Thanks for your input Rob. I probably should split the hive.....I just don't have another top bar sitting around and splitting to a Lang would really be a pain.
Aloha,
Jim
ps
Oh Rob, what would you think about a screen bottom for the Golden Mean?


----------



## robherc (Mar 17, 2012)

99 times out of 100, I'll vote "NO" on SBBs...the only time I'd really consider one to be more asset than liability is if you're installing it above a solid bottom, or solid tray, to catch SHB and varroa in. ... of course, that's my opinion, and I know there are plentyy of beeks (probably some commercial guys, even) who'll entirely disagree.

Also, if you're interested in a BYOH (Build-Your-Own-Hive) project, I'm working on publishing designs for my latest generation, fully Lang compatible, hybrid TBH bars, hive bodies, and Bee Vacs (with nucs and Lang/TBH switchover boxes coming soon) at http://www.robherc.com/bees/Projects/MarkIII/index.html
The plans are free for anyone to use/modify at will, and feel free to PM me if you want more info on them/have suggestions for improvements. Or, you can make a longer Golden Mean hive, so that you don't have TBH boxes with different sized top bars in your apiary.


----------



## shannonswyatt (May 7, 2012)

Rob, I checked out the site. Nice job on the bars. I may try to make some like that. 

I noticed you are using plywood on your hive body. Are you using some special plywood? Wondering how the life of the wood is.

*Record excerpts*
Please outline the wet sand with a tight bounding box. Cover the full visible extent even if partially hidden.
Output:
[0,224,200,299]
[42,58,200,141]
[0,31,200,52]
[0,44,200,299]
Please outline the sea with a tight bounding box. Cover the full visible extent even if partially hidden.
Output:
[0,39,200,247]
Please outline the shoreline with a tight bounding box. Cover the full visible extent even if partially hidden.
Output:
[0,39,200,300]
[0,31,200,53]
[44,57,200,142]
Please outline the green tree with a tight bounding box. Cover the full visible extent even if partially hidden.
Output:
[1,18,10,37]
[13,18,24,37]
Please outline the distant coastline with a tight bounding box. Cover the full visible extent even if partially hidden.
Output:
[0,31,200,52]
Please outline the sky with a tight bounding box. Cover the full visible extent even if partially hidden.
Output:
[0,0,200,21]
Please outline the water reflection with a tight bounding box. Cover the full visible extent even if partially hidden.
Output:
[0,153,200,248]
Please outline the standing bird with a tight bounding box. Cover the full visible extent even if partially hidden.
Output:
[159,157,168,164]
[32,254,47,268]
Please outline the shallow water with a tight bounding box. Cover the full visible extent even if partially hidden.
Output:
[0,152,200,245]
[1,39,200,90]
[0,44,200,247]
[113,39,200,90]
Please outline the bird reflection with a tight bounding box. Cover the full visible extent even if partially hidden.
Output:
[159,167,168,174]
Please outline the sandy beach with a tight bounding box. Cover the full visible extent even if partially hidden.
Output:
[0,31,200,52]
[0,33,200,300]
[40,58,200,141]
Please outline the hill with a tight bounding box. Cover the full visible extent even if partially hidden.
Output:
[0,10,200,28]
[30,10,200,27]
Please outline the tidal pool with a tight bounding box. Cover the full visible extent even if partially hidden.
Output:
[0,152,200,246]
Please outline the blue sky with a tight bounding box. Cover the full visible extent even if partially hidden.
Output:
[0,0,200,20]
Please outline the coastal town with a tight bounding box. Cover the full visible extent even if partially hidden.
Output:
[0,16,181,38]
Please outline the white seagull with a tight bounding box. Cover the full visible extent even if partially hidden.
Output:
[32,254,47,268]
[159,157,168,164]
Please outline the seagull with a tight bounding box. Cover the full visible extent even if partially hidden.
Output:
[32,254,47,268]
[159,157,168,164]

*Written instruction 1*
Quote the forum thread, starting at "Also, if you're" and ending at "the wood is.".
*Written instruction 2*
Answer from the forum thread:
(a) What does Jim say he doesn't have sitting around?
(b) In what case would robherc consider a screen bottom more asset than liability?
(c) What material did shannonswyatt notice robherc using on his hive body?
Rely on the forum thread alone.

*Task output 1*
Also, if you're interested in a BYOH (Build-Your-Own-Hive) project, I'm working on publishing designs for my latest generation, fully Lang compatible, hybrid TBH bars, hive bodies, and Bee Vacs (with nucs and Lang/TBH switchover boxes coming soon) at http://www.robherc.com/bees/Projects/MarkIII/index.html
The plans are free for anyone to use/modify at will, and feel free to PM me if you want more info on them/have suggestions for improvements. Or, you can make a longer Golden Mean hive, so that you don't have TBH boxes with different sized top bars in your apiary.


----------



## shannonswyatt (May 7, 2012)

Rob, I checked out the site. Nice job on the bars. I may try to make some like that. 

I noticed you are using plywood on your hive body. Are you using some special plywood? Wondering how the life of the wood is.

*Task output 2*
(a) Another top bar.
(b) If it's installed above a solid bottom or solid tray to catch SHB and varroa.
(c) Plywood.